Excerpts of pointing data
------------------------------

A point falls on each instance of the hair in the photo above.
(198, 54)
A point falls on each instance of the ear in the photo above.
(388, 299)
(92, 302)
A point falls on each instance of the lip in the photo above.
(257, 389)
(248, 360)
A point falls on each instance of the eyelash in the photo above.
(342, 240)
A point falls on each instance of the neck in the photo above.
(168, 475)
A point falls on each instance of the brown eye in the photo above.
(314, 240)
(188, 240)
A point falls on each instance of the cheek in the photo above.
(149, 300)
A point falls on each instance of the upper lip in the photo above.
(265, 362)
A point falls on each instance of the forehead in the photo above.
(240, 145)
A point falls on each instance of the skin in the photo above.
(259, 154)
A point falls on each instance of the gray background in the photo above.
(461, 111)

------------------------------

Problem to work on - Return exactly the lines from the one containing "A point falls on each instance of the ear" to the last line of the data, and nothing more.

Solution below -
A point falls on each instance of the ear in the photo above.
(388, 299)
(92, 302)
A point falls on each instance of the lip in the photo above.
(257, 389)
(248, 360)
A point falls on each instance of the eyelash in the photo above.
(342, 240)
A point falls on each instance of the neck in the photo above.
(168, 475)
A point falls on each instance of the brown eye in the photo above.
(314, 240)
(188, 240)
A point falls on each instance of the cheek in the photo above.
(149, 300)
A point falls on each instance of the upper lip in the photo above.
(265, 362)
A point falls on each instance of the forehead in the photo above.
(240, 145)
A point falls on each instance of the skin in the photo above.
(259, 154)
A point falls on each instance of the gray background in the photo above.
(461, 111)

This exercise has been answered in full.